───── ARTICLE
Skip to main content
Score represents a single metric or assessment within an evaluation result.

Schema

class Score:
    key: str              # Required: metric identifier
    value: float = None   # Optional: numeric score
    passed: bool = None   # Optional: pass/fail status
    notes: str = None     # Optional: explanation
At least one of value or passed must be provided.

Fields

key (required)

A string identifier for the metric. Use descriptive names:
{"key": "accuracy"}
{"key": "response_time"}
{"key": "format_valid"}
{"key": "contains_keywords"}

value (optional)

A numeric score, typically in the 0-1 range:
{"key": "confidence", "value": 0.95}
{"key": "similarity", "value": 0.82}
{"key": "quality", "value": 0.7}

passed (optional)

A boolean indicating pass/fail:
{"key": "format_valid", "passed": True}
{"key": "safety_check", "passed": False}

notes (optional)

Human-readable explanation:
{
    "key": "accuracy",
    "passed": True,
    "notes": "Output matches reference exactly"
}

{
    "key": "length",
    "passed": False,
    "notes": "Response too short: 15 chars, expected 50+"
──────────
───── ROWS
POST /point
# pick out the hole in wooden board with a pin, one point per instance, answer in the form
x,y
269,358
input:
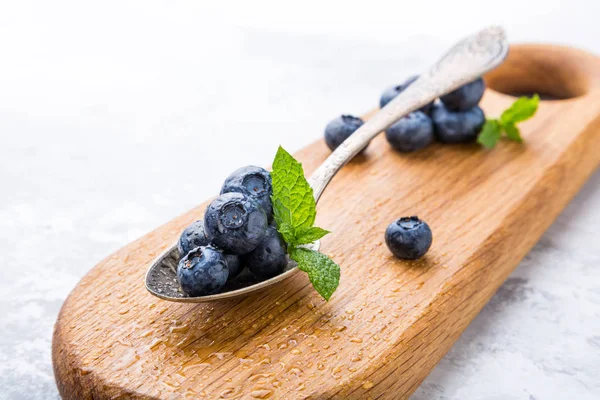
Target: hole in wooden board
x,y
539,69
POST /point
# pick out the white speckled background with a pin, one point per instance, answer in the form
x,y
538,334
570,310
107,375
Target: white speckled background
x,y
116,116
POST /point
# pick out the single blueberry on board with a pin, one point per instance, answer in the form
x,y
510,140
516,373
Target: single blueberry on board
x,y
269,258
408,238
254,182
465,97
235,223
459,126
390,93
411,133
193,236
340,129
202,271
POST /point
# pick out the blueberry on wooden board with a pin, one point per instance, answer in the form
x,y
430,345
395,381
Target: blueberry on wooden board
x,y
457,126
465,97
411,133
408,238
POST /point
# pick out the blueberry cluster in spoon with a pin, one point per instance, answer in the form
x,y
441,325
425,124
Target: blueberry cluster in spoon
x,y
234,234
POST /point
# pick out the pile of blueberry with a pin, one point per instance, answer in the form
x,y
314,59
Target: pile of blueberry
x,y
456,118
237,231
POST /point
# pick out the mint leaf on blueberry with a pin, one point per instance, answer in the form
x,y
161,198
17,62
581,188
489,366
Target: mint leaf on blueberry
x,y
323,273
521,110
293,201
295,211
490,133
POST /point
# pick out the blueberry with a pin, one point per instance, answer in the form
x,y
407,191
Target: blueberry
x,y
235,223
254,182
390,93
457,127
269,258
465,97
202,271
340,129
411,133
193,236
408,238
234,263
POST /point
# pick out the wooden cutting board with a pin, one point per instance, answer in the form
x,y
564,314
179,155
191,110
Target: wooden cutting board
──────────
**OBJECTIVE:**
Answer these questions about the Score documentation.
1. Which field of Score is required?
2. In what range does the documentation say a value score typically falls?
3. Which two fields must have at least one of them provided?

**RESPONSE TO THE EXERCISE:**
1. key
2. The 0-1 range
3. value and passed